### PROBLEM STATEMENT
Write every entry out again, unchanged.

........

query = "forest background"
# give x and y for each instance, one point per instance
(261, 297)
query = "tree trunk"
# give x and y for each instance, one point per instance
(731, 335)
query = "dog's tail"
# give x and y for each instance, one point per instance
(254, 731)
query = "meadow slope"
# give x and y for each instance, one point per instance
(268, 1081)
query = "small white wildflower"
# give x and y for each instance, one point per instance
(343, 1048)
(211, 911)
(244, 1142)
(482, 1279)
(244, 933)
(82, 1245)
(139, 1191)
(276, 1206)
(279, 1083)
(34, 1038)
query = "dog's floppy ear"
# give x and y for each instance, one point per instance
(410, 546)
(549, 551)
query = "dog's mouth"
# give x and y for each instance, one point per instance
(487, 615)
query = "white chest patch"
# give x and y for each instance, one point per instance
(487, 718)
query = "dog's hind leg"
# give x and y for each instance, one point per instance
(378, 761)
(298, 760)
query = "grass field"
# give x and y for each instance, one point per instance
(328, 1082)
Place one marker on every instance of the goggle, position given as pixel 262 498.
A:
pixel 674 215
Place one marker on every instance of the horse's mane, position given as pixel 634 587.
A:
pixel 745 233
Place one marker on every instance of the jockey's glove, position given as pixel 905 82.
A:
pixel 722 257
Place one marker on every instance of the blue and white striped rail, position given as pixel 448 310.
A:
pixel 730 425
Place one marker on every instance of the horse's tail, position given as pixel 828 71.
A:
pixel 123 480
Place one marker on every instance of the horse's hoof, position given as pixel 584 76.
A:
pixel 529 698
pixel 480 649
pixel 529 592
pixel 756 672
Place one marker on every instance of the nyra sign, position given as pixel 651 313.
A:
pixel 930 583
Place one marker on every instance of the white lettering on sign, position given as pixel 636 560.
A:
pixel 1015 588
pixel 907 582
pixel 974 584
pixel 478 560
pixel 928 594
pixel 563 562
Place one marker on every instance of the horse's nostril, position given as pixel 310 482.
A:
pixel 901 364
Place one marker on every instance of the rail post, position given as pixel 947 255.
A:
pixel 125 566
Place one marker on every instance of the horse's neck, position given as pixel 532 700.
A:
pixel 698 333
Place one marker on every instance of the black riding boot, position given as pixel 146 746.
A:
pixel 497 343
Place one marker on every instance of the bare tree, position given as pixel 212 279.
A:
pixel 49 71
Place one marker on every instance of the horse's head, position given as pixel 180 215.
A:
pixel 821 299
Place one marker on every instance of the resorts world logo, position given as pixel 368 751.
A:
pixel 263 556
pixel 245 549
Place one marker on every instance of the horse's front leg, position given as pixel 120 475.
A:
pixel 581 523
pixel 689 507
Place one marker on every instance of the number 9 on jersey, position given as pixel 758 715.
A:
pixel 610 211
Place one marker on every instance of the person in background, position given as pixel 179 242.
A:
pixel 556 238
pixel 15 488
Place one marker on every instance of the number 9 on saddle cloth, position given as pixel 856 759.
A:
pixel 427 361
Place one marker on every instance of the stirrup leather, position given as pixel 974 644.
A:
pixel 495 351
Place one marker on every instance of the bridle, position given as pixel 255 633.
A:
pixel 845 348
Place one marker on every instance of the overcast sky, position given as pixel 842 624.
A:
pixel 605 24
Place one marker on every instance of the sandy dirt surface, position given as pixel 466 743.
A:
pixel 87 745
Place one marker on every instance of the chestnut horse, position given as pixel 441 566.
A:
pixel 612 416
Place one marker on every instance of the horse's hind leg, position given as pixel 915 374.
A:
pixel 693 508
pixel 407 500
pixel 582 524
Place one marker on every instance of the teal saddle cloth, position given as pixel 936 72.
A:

........

### RESULT
query = "forest background"
# give x and y for each instance, one point per instance
(261, 297)
query = "tree trunk"
# give x and y for each instance, one point per instance
(731, 335)
query = "dog's tail"
# give x and y for each instance, one point per instance
(254, 731)
query = "meadow slope"
# give x and y for each instance, one point per instance
(268, 1081)
query = "small white wildflower"
# give x and y for each instance, one point per instance
(343, 1048)
(211, 911)
(244, 1142)
(482, 1279)
(244, 933)
(82, 1245)
(139, 1191)
(276, 1206)
(279, 1083)
(34, 1038)
query = "dog's floppy ear"
# give x and y for each instance, one point per instance
(410, 546)
(549, 551)
query = "dog's mouth"
# give x and y for each instance, one point per instance
(487, 615)
query = "white chest patch"
# give x and y for each instance, one point per instance
(487, 718)
query = "dog's hind leg"
# give x and y for each instance, one point per instance
(378, 761)
(298, 760)
query = "grass field"
# give x and y for each instance, one point per instance
(328, 1082)
Place one marker on every instance of the goggle, position given as pixel 262 498.
A:
pixel 674 215
Place one marker on every instance of the horse's mane, position given as pixel 634 587.
A:
pixel 745 233
Place one marker on every instance of the jockey's glove, position given as pixel 905 82.
A:
pixel 722 257
Place one marker on every instance of the blue and white striped rail, position given as pixel 448 310.
A:
pixel 730 425
Place one marker on every instance of the horse's tail, position given as pixel 828 71.
A:
pixel 123 480
Place one marker on every instance of the horse's hoof, position given as pixel 584 76.
A:
pixel 529 698
pixel 480 649
pixel 529 592
pixel 756 672
Place one marker on every instance of the nyra sign, position given as pixel 651 313.
A:
pixel 930 583
Place one marker on every instance of the white lettering on sign, position given as pixel 636 560.
A:
pixel 1015 588
pixel 907 582
pixel 974 584
pixel 478 560
pixel 928 594
pixel 563 562
Place one marker on every instance of the horse's nostril, position given as pixel 310 482.
A:
pixel 901 364
Place one marker on every instance of the rail post, position given as pixel 947 255.
A:
pixel 125 566
Place one marker on every instance of the horse's neck, position given as pixel 532 700.
A:
pixel 698 333
Place one marker on every instance of the black riding boot, position given as pixel 146 746.
A:
pixel 497 343
Place one marker on every instance of the bare tree, position given as pixel 212 279.
A:
pixel 49 71
Place one marker on every instance of the horse's head, position given as pixel 180 215.
A:
pixel 821 299
Place one marker on every instance of the resorts world logo, position given as pixel 368 751.
A:
pixel 263 556
pixel 245 549
Place one marker on every instance of the horse's front leg, position given as pixel 120 475.
A:
pixel 581 523
pixel 689 507
Place one marker on every instance of the number 9 on jersey, position given as pixel 758 715.
A:
pixel 610 211
Place one marker on every instance of the person in background, position given as pixel 179 242.
A:
pixel 556 238
pixel 15 488
Place one marker on every instance of the number 9 on saddle cloth, position given as pixel 856 759.
A:
pixel 427 361
Place one marker on every instance of the stirrup leather, position given as pixel 974 644.
A:
pixel 495 351
Place one marker on every instance of the bridle, position given as pixel 255 633.
A:
pixel 845 348
Place one marker on every instance of the overcast sky, position given as pixel 842 624.
A:
pixel 605 24
Place one marker on every instance of the sandy dirt surface, position given as pixel 466 743.
A:
pixel 87 745
Place one marker on every instance of the chestnut horse, position given as pixel 441 566.
A:
pixel 612 416
Place one marker on every instance of the horse's hind leg, position given as pixel 915 374.
A:
pixel 693 508
pixel 407 500
pixel 582 524
Place one marker on every instance of the teal saddle cloth, position given as pixel 936 72.
A:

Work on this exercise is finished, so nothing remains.